▶ _Document passage_:
---+---

Print-Through and Quilting
What is it and how does it affect optical performance? This is typically associated with light weight mirrors. More significant than print-through is the overall stiffness of a mirror and a proper holding fixture. These two factors influence a mirrors optical performance to a much higher degree that surface print-through. The Hextek design offers the best overall stiffness to weight ratio of any lightweight concept. If the entire glass structure "flops" around in different orientations due to gravity, or is supported improperly, there is far more of an effect on light loss compared to print-through
What Exactly Is Print-Through?
Print-through, or quilting on a mirror surface, is a localized slope error with the peak of the slope centered over the unsupported cell area of a lightweight structure. The feature is introduced during optical fabrication i.e. grinding and polishing. The basic configuration of a cellular structure is shown below (left figure). As the lap moves across the substrate surface, downward pressure is applied by the lap to optical surface (center figure). The ribs provide a rigid support for the pressure, but the unsupported cell center of the faceplate bends or flexes (the degree of bending is dependent on faceplate thickness and pressure), reducing the material removal over that area. The result is a hill on the faceplate centered on a cell (right diagram). The implications on mirror performance can be significant in the form of light scatter and degraded image quality. When viewed interferometrically or even a star test, an obvious pattern of bumps can be seen centered on each cell.
There are a variety of methods to reduce print-through, reducing the polishing pressure is an easy and affective solution but does add time. Other methods include pressure compensation to offset lap pressures by pressurizing the cells and adding sub-ribs into blank design to stiffen the unsupported faceplate span. We typically use low-polishing pressures to avoid the potential problem. We have found that for 1.5 meter class mirrors and under, this method is uncomplicated and effective.

---+---

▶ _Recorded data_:
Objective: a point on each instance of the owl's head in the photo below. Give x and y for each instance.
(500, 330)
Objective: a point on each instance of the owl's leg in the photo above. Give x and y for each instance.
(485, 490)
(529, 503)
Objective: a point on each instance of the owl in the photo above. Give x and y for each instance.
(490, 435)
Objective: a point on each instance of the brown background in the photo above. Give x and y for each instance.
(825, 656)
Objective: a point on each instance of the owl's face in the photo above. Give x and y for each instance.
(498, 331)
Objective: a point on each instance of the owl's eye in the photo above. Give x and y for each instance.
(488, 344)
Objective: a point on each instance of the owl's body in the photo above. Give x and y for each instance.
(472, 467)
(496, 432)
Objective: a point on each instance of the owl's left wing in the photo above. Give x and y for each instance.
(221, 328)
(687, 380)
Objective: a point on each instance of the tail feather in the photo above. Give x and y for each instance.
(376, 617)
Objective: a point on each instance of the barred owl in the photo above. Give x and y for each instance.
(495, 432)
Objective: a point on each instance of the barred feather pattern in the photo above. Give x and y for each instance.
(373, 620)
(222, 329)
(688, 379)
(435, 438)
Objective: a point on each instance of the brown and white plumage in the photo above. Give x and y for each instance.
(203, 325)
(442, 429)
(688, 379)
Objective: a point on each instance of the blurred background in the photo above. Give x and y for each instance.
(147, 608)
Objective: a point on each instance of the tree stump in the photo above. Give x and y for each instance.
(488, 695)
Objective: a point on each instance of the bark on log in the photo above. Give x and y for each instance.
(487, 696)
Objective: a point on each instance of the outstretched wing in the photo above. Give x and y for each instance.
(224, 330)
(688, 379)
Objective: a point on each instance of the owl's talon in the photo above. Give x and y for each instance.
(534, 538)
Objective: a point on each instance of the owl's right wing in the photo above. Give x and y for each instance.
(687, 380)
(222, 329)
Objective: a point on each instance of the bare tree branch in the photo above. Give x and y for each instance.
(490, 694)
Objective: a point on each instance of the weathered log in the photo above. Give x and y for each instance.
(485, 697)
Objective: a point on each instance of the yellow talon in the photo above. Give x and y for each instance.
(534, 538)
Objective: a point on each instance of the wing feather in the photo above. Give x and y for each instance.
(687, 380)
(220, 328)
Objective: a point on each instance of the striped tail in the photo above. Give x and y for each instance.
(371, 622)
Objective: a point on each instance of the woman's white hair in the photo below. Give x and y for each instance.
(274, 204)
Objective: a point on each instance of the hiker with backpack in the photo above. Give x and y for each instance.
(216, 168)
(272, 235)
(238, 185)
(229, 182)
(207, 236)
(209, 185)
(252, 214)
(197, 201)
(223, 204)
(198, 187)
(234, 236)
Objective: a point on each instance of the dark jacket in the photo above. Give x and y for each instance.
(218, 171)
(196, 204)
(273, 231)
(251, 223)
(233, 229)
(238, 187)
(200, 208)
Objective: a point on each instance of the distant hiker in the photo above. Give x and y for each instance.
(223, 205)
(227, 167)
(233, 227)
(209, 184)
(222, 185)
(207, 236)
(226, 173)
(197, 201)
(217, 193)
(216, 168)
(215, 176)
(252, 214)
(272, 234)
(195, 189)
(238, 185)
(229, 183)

---+---

▶ _What you need to do_:
Decide whether each statement below agrees with the text on print-through and quilting, answering yes or no and quoting the deciding words of the text. 1. Print-through is introduced while the mirror is being ground and polished. 2. Under lap pressure the ribs bend, so more material is removed over them. 3. For mirrors of 1.5 meter class and under, the usual approach is to pressurize the cells.

▶ _Exercise output_:
1. Yes: "The feature is introduced during optical fabrication i.e. grinding and polishing."
2. No: "The ribs provide a rigid support for the pressure, but the unsupported cell center of the faceplate bends or flexes (the degree of bending is dependent on faceplate thickness and pressure), reducing the material removal over that area."
3. No: "We typically use low-polishing pressures to avoid the potential problem. We have found that for 1.5 meter class mirrors and under, this method is uncomplicated and effective."